PROBLEM TO WORK ON → Copy every line of the material below verbatim, changing no character.

Begin ITEMS

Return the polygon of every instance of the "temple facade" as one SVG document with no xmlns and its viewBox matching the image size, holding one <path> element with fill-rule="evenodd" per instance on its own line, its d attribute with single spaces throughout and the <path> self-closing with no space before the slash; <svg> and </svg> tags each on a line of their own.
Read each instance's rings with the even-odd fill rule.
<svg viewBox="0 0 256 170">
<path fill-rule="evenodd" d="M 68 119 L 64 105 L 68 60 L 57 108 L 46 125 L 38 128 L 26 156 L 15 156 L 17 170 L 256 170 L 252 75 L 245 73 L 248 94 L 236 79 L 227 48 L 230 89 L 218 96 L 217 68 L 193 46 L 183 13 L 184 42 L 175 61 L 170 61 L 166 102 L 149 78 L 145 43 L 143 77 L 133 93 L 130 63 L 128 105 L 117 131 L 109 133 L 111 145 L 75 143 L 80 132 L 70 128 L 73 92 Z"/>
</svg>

End ITEMS

WRITTEN RESPONSE →
Return the polygon of every instance of the "temple facade" as one SVG document with no xmlns and its viewBox matching the image size, holding one <path> element with fill-rule="evenodd" per instance on its own line, its d attribute with single spaces throughout and the <path> self-closing with no space before the slash; <svg> and </svg> tags each on a line of their own.
Read each instance's rings with the even-odd fill rule.
<svg viewBox="0 0 256 170">
<path fill-rule="evenodd" d="M 68 119 L 64 105 L 68 60 L 57 108 L 46 125 L 38 128 L 26 156 L 15 156 L 17 170 L 256 170 L 252 75 L 245 73 L 248 94 L 236 79 L 227 48 L 230 89 L 218 96 L 217 68 L 193 46 L 183 13 L 184 42 L 175 61 L 170 61 L 166 102 L 149 78 L 145 43 L 143 77 L 133 93 L 130 63 L 128 105 L 117 131 L 109 133 L 111 145 L 75 143 L 80 132 L 70 128 L 73 92 Z"/>
</svg>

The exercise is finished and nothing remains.